* Exercises to complete
1 – In the article on the Interior Department harassment survey, what percentage of Bureau of Indian Affairs workers reported some form of harassment?
2 – Continue the article on the Interior Department harassment survey from its final sentence.

BEGIN Page text

WASHINGTON – More than one-third of employees at the Interior Department say they have been harassed or discriminated against in the past year, the department said Thursday.
Results from the department’s survey of its 70,000 employees, who answered anonymously, show that 8 percent reported being victims of sexual harassment and 16 percent reported harassment based on gender. More than 9 percent describe harassment based on race or ethnicity.
The Bureau of Indian Affairs and National Park Service reported the most incidents, with 40 percent of BIA workers and 39 percent of parks workers reporting some form of harassment.
The department released the National Park Service figures two months ago to highlight widespread complaints of harassment and workplace discrimination within the agency.
Federal investigators have uncovered problems at many of the nation’s premier parks, including Yosemite, Yellowstone, and Canaveral National Seashore in Florida. A sexual harassment scandal at the Grand Canyon forced the retirement of the park superintendent in May 2016.
The former Yosemite superintendent retired last year after allegations that he created a toxic work environment surfaced at a congressional hearing. Don Neubacher headed the California park for nearly seven years and spent 37 years with the park service. Yosemite is one of the nation’s oldest and most popular national parks, drawing more than 4 million visitors a year.
Interior Secretary Ryan Zinke said Thursday he has “zero tolerance for any type of workplace harassment” and said he has directed department leaders to move quickly “to improve accountability and transparency with regard to this absolutely intolerable behavior.”

END Page text
BEGIN Provided information

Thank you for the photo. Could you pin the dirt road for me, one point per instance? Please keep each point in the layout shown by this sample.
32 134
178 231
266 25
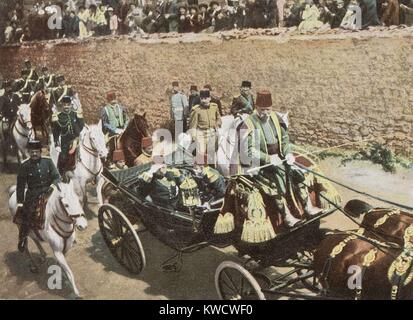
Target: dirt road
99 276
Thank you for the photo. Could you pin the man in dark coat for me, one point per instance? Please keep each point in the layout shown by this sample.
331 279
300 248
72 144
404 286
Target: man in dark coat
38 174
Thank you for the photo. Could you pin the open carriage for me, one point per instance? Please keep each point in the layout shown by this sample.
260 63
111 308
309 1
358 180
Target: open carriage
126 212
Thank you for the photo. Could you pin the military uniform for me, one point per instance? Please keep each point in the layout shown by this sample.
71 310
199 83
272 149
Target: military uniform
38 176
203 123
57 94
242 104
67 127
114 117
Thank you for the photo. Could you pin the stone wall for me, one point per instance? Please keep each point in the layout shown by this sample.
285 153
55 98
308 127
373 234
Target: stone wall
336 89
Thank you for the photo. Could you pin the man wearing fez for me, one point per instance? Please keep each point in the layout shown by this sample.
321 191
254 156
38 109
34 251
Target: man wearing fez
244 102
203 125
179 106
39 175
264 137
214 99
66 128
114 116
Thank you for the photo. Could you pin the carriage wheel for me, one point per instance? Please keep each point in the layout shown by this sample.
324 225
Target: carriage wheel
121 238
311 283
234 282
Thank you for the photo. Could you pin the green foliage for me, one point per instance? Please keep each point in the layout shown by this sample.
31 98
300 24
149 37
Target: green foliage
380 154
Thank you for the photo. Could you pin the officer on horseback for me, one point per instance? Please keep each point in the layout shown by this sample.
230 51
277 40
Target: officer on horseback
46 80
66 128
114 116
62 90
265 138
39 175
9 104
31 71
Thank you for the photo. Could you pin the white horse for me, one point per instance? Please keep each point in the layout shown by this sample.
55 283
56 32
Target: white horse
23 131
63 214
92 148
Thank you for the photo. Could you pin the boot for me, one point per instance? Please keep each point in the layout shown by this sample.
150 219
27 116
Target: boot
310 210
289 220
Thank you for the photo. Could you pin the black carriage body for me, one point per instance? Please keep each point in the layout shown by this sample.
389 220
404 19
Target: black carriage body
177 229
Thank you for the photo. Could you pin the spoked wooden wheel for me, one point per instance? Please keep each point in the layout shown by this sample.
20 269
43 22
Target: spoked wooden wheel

END Provided information

* Answers for each item
1 – 40 percent

2 –
A spokeswoman declined to provide specific examples of supervisors or other employees who were fired, citing personnel rules.
“Generally speaking, those terminated abused their authority to intimidate or harass fellow employees. This includes but is not limited to sexual harassment,” spokeswoman Heather Swift said.
While the National Park Service stood out in terms of sheer numbers in the new survey – nearly 7,200 employees reported harassment in the previous year – high rates of harassment were seen across the agency.
Thirty-five percent of workers at the Bureau of Land Management and 31 percent at the Fish and Wildlife Service reported some form of harassment.
Harassment based on a person’s gender was the most common – nearly 29 percent – followed by complaints based on age (22 percent). Nearly 10 percent of complaints were based on race or ethnicity, 7 percent on disability status and 6 percent on religious beliefs.